* **Stated problem**: Between the lines holding "wanted | a marker on every instance of the pointed" and "<point>544,166</point>", inclusive, write out every line again, requests included. Multiply each coordinate in the answers by 1.55 and round to whole numbers, halves up, leaving the numbers in the requests as they are.

Location identification records
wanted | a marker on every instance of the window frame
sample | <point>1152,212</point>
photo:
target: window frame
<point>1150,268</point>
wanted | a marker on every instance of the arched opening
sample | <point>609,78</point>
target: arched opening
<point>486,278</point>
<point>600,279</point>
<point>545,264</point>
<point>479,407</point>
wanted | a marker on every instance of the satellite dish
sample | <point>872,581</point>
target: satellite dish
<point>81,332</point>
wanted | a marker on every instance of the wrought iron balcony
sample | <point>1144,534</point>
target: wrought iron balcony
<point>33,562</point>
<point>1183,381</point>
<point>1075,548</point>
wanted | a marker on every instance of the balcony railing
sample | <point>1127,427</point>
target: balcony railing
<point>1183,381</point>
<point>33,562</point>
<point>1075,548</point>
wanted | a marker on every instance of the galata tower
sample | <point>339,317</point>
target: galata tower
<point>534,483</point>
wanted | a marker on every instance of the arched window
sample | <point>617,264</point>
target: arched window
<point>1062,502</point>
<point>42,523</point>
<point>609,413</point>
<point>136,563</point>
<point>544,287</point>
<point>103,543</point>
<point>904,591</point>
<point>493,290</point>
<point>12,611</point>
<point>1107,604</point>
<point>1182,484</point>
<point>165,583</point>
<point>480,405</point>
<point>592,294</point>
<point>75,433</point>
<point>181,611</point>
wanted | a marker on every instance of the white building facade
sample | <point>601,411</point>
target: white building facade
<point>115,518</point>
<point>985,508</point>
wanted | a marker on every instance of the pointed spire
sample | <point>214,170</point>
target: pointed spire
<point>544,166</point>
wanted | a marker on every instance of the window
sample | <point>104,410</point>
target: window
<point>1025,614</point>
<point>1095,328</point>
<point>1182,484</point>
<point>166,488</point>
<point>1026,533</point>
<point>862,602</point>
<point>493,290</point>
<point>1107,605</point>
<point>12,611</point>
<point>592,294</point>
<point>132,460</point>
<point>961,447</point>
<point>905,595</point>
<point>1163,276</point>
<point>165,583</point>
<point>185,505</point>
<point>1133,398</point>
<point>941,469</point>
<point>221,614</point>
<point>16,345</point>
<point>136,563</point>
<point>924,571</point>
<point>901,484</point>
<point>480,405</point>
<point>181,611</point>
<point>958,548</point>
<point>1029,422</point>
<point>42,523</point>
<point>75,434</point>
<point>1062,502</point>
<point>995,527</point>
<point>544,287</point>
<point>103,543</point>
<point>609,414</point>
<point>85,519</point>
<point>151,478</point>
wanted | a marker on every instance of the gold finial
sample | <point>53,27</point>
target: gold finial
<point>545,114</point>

* **Response to the exercise**:
wanted | a marker on every instance of the pointed spire
sample | <point>214,170</point>
target: pointed spire
<point>843,257</point>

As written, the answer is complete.